[ACTIVITIES]
(1) Translate this sentence from the passage on using LLMs for motivation into Spanish: "When we deem the cost of an action higher than the benefit, our motivation to perform it is low, and vice versa."
(2) Extend the passage on using LLMs for motivation, picking up right after its final sentence.

[PASSAGE FOR REVIEW]
One of the common conversations with friends lately is: how do you use LLMs? In the latest round, I mentioned that I used LLMs to motivate myself — and people were surprised. In turn, I was surprised they were surprised.
When comparing notes with other peers at work, this was a shared feeling: LLMs were useful for activating yourself. I also had read a report on how Anthropic’s engineers use Claude Code, and they share ideas along the same lines:
Some also said that the reduced “activation energy” of using Claude enabled them to defeat procrastination more easily, “dramatically decreasing the energy required for me to want to start tackling a problem and therefore I’m willing to tackle so many additional things.”
The science behind motivation
This feeling about the “activation energy” can be linked to how motivation works. Scientists divide motivation into two processes:
- what’s the cost-benefit ratio?
- is it worth starting?
When we deem the cost of an action higher than the benefit, our motivation to perform it is low, and vice versa.

(Referring expression pointing data)

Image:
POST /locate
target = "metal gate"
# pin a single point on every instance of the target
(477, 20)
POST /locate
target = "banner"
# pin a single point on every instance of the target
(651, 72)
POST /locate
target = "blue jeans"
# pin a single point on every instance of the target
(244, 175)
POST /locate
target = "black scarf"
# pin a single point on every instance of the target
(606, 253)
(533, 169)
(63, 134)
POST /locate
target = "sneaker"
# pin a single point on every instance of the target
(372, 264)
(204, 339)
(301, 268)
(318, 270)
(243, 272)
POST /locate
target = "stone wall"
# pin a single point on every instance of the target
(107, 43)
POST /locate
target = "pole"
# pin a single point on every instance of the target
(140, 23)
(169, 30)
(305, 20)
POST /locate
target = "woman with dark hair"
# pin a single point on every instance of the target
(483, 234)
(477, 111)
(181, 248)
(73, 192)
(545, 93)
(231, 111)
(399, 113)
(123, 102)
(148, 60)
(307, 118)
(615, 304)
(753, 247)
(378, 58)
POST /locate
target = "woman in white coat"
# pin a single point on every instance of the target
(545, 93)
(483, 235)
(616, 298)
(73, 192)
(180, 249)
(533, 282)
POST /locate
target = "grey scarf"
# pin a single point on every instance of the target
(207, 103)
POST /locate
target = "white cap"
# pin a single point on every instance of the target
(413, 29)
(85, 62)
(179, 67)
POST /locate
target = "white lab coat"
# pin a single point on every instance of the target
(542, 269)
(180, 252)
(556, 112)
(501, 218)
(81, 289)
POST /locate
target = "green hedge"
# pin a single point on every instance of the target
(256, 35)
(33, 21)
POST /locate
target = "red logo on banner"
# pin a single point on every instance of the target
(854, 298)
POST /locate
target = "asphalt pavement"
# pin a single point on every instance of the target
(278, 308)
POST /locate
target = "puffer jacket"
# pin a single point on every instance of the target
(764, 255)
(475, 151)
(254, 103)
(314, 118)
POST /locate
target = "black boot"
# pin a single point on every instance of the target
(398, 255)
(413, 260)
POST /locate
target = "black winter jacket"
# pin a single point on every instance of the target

[RESULTS IN ORDER]
(1) Cuando consideramos que el costo de una acción es mayor que el beneficio, nuestra motivación para realizarla es baja, y viceversa.

(2)
The second aspect, while intuitively understood, wasn’t proved until a study published days ago. Researchers tested how monkeys performed (or not) some task, and they claim to have found the physical brain circuit that acts as the brake and some biochemicals that inhibit or release the activation.
In essence, what happens is that even in situations where we understand the benefits are high we decide not to do it because the “activation” causes some kind of stress — that’s what they call “the motivation brake”. The stress may come from some physical pain, or from negative feelings related to the task: self-doubt, pressure from schedules, self-imposed perfectionism, lack of tolerance to frustration, fear of failure, etc.
I’d argue that stress can also be situational: try doing anything after a copious lunch, dealing with something difficult at the end of the day, working when you have a cold, or coming up with sharp thoughts when you have sleep deprivation.
The practical advice from this study is that, depending on which circuit is involved in your lack of action, you may need to do different things:
- if it’s the cost-benefit ratio: increase the reward
- if it’s the activation trigger: reduce the stress related to the task
Which is in line with some known tricks to deal with procrastination: give yourself a reward after doing something unpleasant, time-box your efforts to reduce the stress associated with starting the task, etc.
Using LLMs
LLMs affect motivation in two ways. On the one hand, they reduce the cost of performing some tasks, impacting the cost-benefit ratio. On the other, they can be used to reduce the stress related to the task.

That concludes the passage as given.